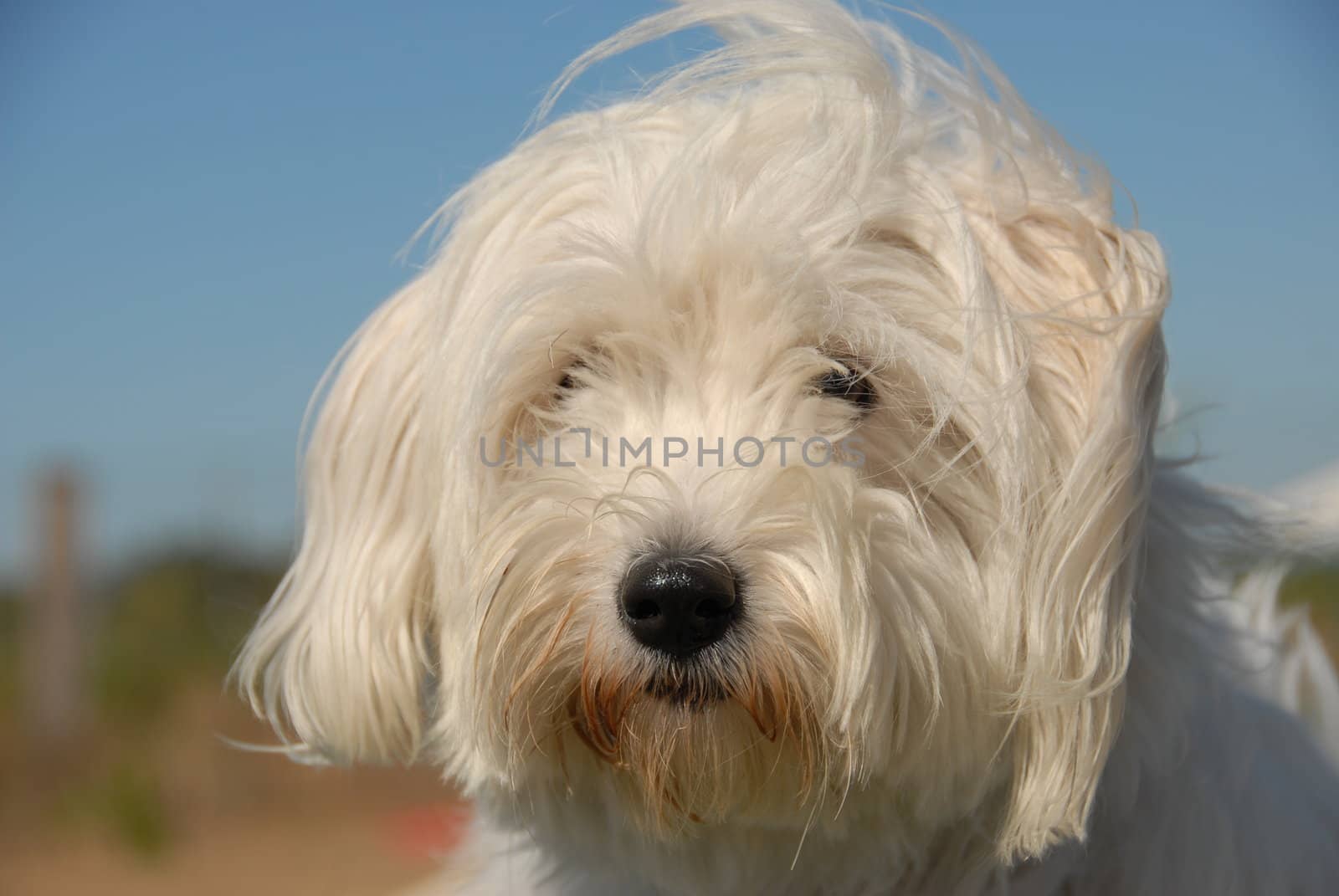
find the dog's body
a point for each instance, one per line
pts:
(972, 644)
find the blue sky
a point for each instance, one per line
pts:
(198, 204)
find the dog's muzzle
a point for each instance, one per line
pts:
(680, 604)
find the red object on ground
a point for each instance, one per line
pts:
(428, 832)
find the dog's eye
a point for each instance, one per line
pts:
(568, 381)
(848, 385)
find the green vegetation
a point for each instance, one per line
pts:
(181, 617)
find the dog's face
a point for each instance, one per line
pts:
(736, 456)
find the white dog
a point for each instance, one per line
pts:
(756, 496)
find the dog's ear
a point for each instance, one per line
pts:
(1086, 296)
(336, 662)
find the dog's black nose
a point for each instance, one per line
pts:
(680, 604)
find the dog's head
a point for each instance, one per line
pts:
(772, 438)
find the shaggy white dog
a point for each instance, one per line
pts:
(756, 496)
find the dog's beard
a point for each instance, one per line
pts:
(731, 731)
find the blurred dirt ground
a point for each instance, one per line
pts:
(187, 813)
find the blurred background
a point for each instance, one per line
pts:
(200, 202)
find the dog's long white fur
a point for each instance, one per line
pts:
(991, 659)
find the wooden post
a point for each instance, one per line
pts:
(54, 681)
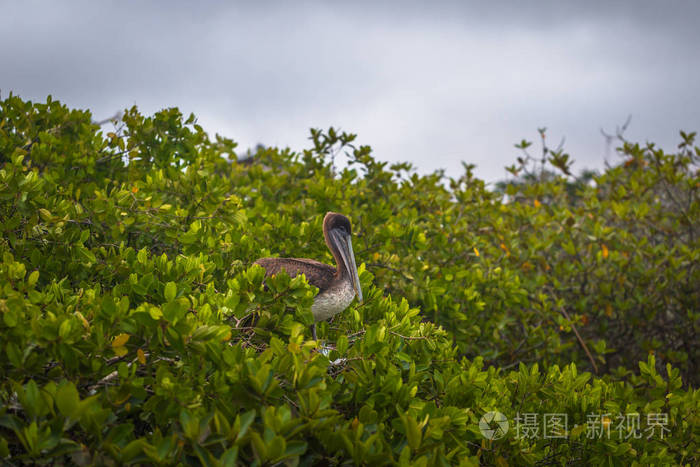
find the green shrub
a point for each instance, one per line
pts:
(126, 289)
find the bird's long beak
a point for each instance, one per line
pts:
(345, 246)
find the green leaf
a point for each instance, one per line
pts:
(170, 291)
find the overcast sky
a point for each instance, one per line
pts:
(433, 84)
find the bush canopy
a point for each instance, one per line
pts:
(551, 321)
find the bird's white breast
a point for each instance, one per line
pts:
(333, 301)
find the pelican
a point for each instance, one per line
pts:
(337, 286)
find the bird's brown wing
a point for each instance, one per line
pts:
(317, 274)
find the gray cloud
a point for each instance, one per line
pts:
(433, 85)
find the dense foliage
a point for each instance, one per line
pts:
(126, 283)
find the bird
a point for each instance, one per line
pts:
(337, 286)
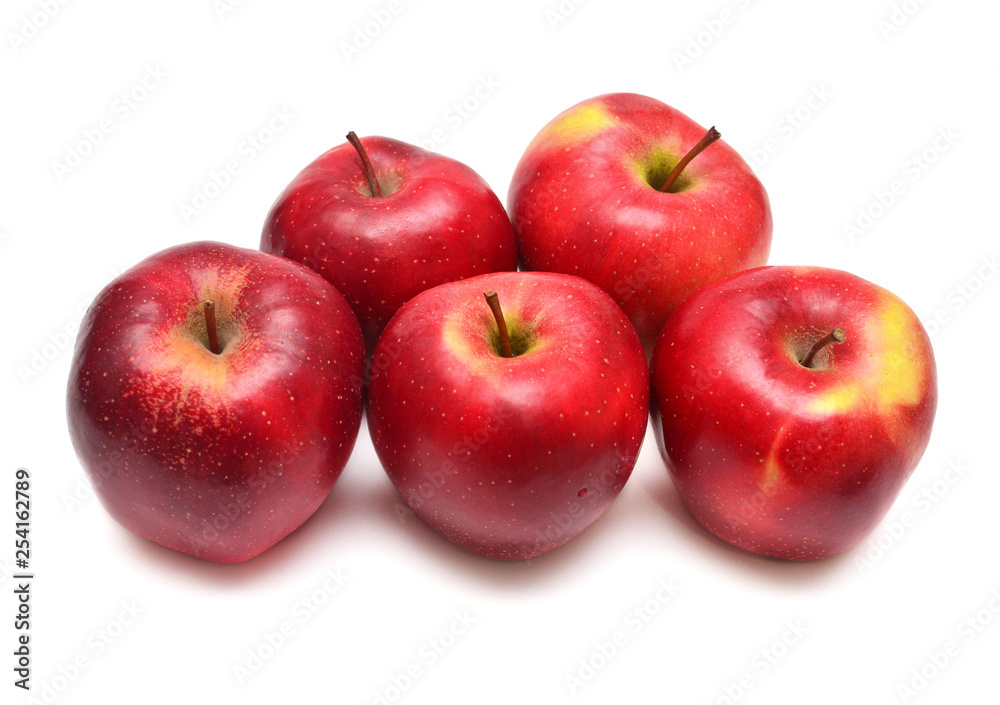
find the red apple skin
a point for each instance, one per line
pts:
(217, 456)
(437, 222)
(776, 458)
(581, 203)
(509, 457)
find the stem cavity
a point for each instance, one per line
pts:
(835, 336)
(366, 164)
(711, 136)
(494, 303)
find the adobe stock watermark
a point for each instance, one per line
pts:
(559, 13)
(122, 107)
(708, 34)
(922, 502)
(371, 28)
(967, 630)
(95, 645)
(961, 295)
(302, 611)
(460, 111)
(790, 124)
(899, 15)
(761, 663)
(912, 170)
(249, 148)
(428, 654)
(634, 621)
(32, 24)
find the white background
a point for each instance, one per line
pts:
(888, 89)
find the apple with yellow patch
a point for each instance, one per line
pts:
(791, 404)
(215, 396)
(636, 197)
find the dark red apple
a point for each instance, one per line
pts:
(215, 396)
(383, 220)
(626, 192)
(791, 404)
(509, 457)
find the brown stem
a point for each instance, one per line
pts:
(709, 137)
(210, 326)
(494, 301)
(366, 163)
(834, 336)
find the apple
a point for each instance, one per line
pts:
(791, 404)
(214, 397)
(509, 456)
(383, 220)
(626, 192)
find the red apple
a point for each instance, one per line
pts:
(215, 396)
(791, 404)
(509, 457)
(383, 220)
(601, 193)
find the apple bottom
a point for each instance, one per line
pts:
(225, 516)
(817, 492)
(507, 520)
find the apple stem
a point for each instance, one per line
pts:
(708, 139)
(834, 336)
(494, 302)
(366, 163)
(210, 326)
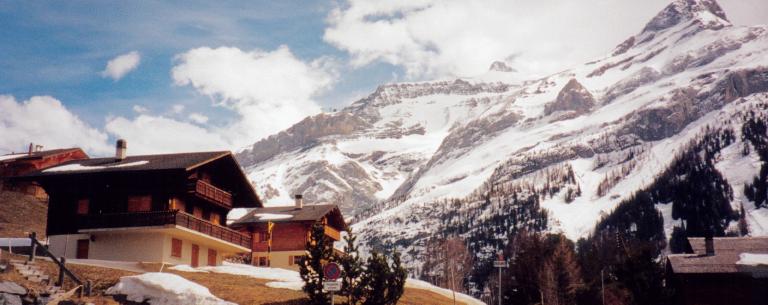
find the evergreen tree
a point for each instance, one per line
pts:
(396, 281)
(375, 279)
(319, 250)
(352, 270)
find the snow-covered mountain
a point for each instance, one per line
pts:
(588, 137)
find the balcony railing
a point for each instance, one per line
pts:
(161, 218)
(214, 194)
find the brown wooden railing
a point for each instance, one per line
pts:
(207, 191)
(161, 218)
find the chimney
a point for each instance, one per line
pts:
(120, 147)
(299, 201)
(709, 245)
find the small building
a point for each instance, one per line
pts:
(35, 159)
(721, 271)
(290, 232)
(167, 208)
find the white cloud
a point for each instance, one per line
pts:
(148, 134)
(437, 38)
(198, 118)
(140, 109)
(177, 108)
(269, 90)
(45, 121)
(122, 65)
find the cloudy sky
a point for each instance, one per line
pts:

********************

• [WORK TO DO] Pictures are not part of the copy; reproduce everything else in the records exactly.

• [SOLVED EXERCISE]
find the dog's body
a point for each instance, one per line
pts:
(972, 644)
find the blue sky
a point for each instance, one per line
pts:
(198, 204)
find the dog's muzzle
a point for each instance, one per line
pts:
(680, 604)
find the red object on ground
a point for each instance, one per line
pts:
(428, 832)
find the dog's eye
a point for each instance, one per line
pts:
(568, 381)
(848, 385)
find the green vegetation
a point for each instance, one per line
pts:
(181, 617)
find the dog's face
a point for each instance, one per line
pts:
(736, 456)
find the white dog
a point for each instance, one per line
pts:
(756, 496)
find the dog's ear
a point for each instance, one per line
pts:
(1086, 296)
(336, 662)
find the dog's black nose
a point for each instance, one per line
pts:
(680, 604)
find the dog's head
a point for each instance, one per line
pts:
(772, 438)
find the shaggy white dog
a point for each instance, one per line
pts:
(756, 496)
find the dog's beard
a point for each instance, one per line
pts:
(731, 731)
find the blurred dirt ground
a point for each instance, one per line
pts:
(187, 813)
find the blurred background
a point for each instance, one per line
pts:
(200, 202)
find the dog's long white fur
a point for each instance, one per line
pts:
(991, 659)
find the wooden post
a point for each instance, one per line
pts:
(54, 681)
find the green shrub
a point for each instance, one per line
pts:
(126, 289)
find the bird's long beak
a point for each instance, one per line
pts:
(345, 246)
find the green leaf
a point for each instance, one per line
pts:
(170, 291)
find the overcast sky
a point for each instance, one per line
pts:
(433, 84)
find the bush canopy
a point for each instance, one per line
pts:
(551, 321)
find the bird's white breast
a point for each instance, one per line
pts:
(333, 301)
find the pelican
a point for each instance, one per line
pts:
(337, 286)
find the bird's brown wing
a point for each instance, one per line
pts:
(317, 274)
find the gray cloud
a point for each instance, one per line
pts:
(433, 85)
find the dense foliage
a point for each instance, one per line
pts:
(126, 283)
find the bird
a point for each instance, one per line
pts:
(337, 286)
find the red apple skin
a point for each instance, one per line
pts:
(217, 456)
(437, 222)
(776, 458)
(581, 203)
(509, 457)
find the stem cavity
a point for each instance, one per line
pts:
(835, 336)
(366, 164)
(711, 136)
(494, 303)
find the adobe stock watermark
a point for each instance, one per line
pts:
(559, 13)
(122, 107)
(708, 34)
(922, 502)
(371, 28)
(967, 630)
(95, 645)
(961, 295)
(302, 611)
(460, 111)
(790, 124)
(899, 15)
(761, 663)
(912, 170)
(249, 148)
(428, 654)
(634, 621)
(32, 24)
find the white background
a point for each instance, one per line
pts:
(888, 89)
find the apple with yellow patch
a point for each instance, one per line
pts:
(791, 404)
(215, 396)
(636, 197)
find the dark red apple
a point for each instance, one per line
pts:
(215, 396)
(383, 220)
(626, 192)
(791, 404)
(509, 457)
find the brown stem
a point for each instance, one per line
pts:
(709, 137)
(210, 326)
(494, 301)
(366, 163)
(834, 336)
find the apple
a point for each instance, one per line
pts:
(791, 404)
(214, 397)
(509, 456)
(383, 220)
(626, 192)
find the red apple
a point for each instance, one per line
pts:
(215, 396)
(791, 404)
(509, 457)
(383, 220)
(601, 193)
find the apple bottom
a point for each instance, one per line
pts:
(225, 516)
(817, 492)
(507, 520)
find the apple stem
a point for each instance, one per line
pts:
(708, 139)
(834, 336)
(494, 302)
(366, 163)
(210, 326)
find the evergreen tree
a point for each instance, one per line
pts:
(396, 281)
(375, 279)
(319, 250)
(352, 270)
find the snow-covered mountain
a point for each instance, one per line
pts:
(588, 137)
find the balcony railing
a point for each instance, one per line
pts:
(161, 218)
(214, 194)
find the brown wooden railing
a point for each instance, one per line
pts:
(207, 191)
(161, 218)
find the chimney
a point for each instance, one per line
pts:
(120, 147)
(299, 201)
(709, 245)
find the small building
a point for each instance, one per line
pts:
(35, 159)
(721, 271)
(290, 232)
(167, 208)
find the white cloud
a point for each instance, one per line
pts:
(148, 134)
(437, 38)
(198, 118)
(140, 109)
(177, 108)
(269, 90)
(45, 121)
(122, 65)
find the cloudy sky
a point for each instance, one per line
pts:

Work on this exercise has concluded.